— WORK INSTRUCTIONS —
Locate every line in the items below that contains the word "dirt", and copy each of those lines.

====

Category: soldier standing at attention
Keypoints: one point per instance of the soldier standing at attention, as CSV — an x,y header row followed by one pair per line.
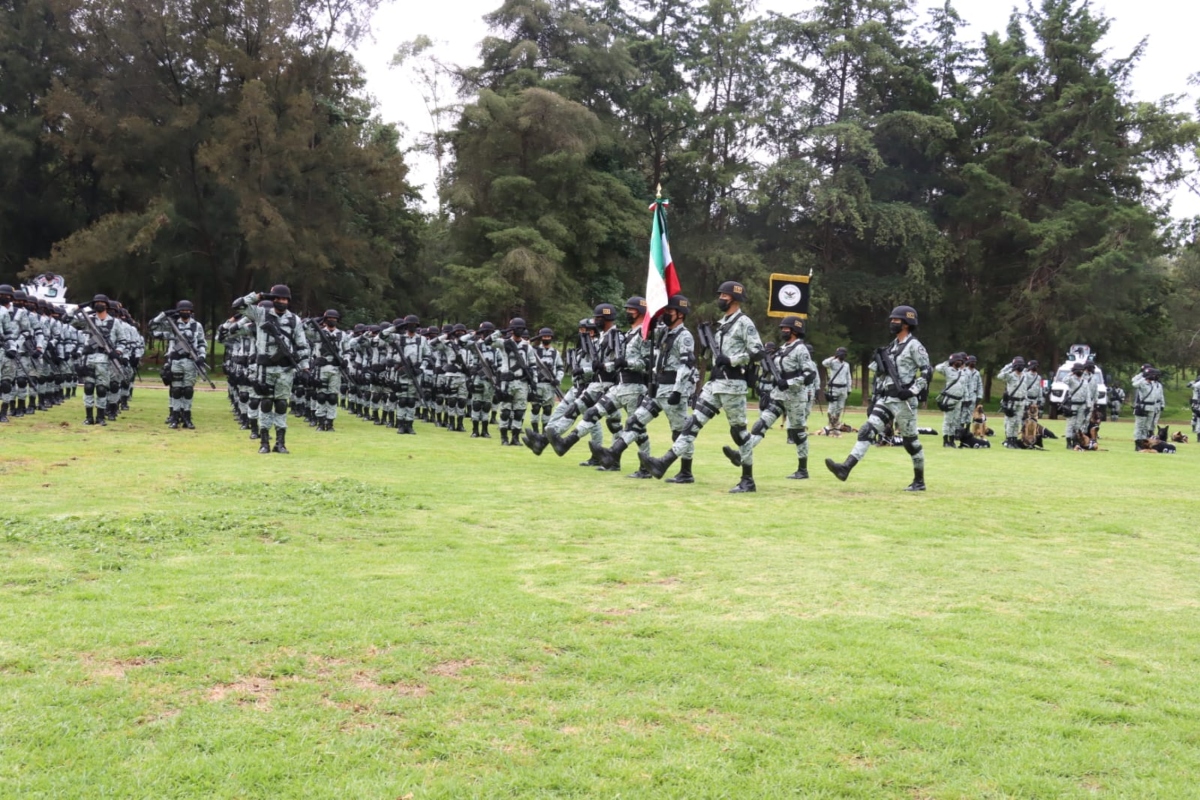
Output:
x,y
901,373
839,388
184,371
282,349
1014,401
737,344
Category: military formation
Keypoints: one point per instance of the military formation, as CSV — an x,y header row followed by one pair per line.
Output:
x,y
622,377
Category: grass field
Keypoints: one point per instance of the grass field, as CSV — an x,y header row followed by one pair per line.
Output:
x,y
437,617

====

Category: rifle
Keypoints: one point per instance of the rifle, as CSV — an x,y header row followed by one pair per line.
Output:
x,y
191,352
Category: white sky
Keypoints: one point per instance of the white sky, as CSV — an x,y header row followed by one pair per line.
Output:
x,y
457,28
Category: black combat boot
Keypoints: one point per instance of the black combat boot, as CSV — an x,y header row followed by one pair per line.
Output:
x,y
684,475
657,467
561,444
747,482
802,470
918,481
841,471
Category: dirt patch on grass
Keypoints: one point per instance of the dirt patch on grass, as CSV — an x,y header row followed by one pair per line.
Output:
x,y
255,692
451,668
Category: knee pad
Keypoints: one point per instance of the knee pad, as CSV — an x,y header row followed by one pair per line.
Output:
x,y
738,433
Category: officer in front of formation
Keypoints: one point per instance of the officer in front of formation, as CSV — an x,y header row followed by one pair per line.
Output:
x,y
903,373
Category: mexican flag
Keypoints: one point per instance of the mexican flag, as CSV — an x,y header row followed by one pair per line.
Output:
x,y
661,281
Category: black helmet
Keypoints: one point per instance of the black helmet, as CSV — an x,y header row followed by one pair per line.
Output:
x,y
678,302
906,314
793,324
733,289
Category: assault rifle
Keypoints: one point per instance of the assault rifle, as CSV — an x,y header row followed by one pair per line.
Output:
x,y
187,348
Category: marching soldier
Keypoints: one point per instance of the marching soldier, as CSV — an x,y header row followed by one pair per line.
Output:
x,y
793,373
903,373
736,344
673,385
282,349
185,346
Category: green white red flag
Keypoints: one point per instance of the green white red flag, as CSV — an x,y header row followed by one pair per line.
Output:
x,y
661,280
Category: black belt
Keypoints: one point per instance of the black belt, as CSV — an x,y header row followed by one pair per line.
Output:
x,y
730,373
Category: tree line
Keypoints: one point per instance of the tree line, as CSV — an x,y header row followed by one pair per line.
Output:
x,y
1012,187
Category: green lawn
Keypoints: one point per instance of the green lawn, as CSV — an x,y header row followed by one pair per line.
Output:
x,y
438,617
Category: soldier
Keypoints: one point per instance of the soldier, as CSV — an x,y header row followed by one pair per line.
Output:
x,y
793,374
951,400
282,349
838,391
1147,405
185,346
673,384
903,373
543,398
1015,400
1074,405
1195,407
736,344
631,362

====

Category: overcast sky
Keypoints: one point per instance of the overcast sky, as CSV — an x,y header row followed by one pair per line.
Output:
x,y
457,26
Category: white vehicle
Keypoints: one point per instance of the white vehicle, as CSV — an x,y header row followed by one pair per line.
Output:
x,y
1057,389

====

— OUTPUT OF THE TASK —
Category: dirt patch on grass
Keypoints: one point per instance of the dirt patch on grass, as CSV — an x,y header row followed by one pair per line.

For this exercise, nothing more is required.